WORK ORDER
The exercise asks you to copy every line below in which "pine" appears.

'''

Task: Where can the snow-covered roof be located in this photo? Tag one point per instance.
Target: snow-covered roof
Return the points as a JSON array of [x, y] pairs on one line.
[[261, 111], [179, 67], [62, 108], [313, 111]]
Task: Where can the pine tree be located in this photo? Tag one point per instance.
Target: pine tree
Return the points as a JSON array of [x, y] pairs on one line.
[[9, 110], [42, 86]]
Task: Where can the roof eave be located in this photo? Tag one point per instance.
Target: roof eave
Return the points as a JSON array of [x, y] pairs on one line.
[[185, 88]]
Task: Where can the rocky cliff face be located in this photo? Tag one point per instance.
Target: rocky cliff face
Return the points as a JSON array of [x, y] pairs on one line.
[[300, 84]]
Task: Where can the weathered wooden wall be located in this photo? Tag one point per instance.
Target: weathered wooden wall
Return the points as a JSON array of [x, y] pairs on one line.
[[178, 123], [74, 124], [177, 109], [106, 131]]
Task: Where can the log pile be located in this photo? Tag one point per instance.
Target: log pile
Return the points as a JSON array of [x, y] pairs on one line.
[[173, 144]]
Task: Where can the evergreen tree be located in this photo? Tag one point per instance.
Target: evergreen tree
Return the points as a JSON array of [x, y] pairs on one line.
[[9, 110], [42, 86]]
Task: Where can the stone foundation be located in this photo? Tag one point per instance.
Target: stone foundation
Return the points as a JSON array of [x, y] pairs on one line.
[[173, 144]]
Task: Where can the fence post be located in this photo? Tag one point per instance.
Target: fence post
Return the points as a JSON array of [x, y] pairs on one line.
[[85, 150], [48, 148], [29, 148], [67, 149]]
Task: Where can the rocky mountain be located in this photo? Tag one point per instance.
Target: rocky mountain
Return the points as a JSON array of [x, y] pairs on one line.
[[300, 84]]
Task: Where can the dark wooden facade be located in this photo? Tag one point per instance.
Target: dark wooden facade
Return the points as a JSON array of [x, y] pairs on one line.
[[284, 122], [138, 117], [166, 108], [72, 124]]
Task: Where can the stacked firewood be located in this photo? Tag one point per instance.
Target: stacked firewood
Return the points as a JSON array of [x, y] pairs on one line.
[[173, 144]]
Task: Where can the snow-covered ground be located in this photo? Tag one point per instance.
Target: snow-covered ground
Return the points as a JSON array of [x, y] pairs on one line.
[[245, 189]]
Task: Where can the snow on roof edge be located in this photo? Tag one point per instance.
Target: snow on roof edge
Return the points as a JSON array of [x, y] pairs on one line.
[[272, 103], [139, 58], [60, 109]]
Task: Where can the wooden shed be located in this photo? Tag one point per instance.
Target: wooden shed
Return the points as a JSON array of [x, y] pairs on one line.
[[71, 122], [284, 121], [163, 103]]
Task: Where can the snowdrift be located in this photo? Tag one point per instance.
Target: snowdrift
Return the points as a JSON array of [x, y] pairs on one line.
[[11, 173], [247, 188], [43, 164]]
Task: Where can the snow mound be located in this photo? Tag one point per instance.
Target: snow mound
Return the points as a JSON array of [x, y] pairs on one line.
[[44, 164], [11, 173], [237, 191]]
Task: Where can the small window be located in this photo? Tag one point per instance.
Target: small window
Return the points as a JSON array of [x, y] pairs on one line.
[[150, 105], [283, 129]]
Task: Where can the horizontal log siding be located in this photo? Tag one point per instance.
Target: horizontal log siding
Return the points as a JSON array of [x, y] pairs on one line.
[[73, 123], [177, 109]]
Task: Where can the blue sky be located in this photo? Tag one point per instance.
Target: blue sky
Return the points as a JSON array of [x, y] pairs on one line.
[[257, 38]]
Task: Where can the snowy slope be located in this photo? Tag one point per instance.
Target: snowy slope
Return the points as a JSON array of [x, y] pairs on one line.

'''

YOUR RESPONSE
Task: Where can the pine tree be located in this photo? Tag one point per instance.
Target: pine tree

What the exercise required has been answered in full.